■ Given instruction: Express the stretch below, from the line that contains "QA check: does the yellow" through the line that contains "[357,442,528,475]", as a Markdown table with the columns Line and Text. Number each line and leave out blank ones.

■ Data listing:
--

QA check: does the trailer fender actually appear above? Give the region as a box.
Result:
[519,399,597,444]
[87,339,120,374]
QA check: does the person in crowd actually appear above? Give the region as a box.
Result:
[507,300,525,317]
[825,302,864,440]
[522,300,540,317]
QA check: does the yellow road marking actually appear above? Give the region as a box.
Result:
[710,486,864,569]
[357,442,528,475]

--

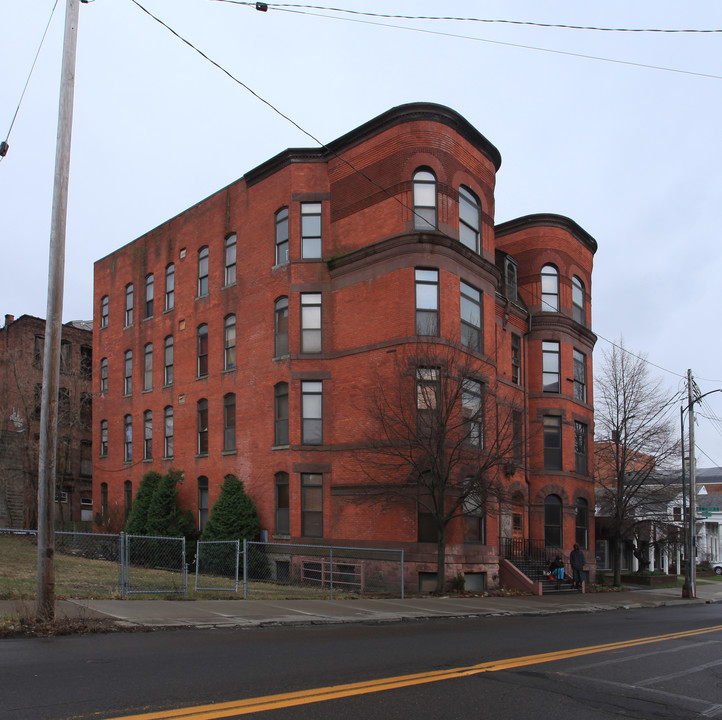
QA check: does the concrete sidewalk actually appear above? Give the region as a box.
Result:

--

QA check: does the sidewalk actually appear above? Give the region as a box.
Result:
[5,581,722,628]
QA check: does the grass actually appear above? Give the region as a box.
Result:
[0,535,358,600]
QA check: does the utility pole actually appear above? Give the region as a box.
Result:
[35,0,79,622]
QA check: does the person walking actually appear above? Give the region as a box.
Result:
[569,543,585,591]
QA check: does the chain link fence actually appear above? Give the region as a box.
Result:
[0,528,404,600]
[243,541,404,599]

--

■ The output:
| Line | Text |
|---|---|
| 1 | QA check: does the yellow road marking actually appear above? Give the region as a box. |
| 2 | Result: |
| 3 | [710,486,864,569] |
| 4 | [357,442,528,475] |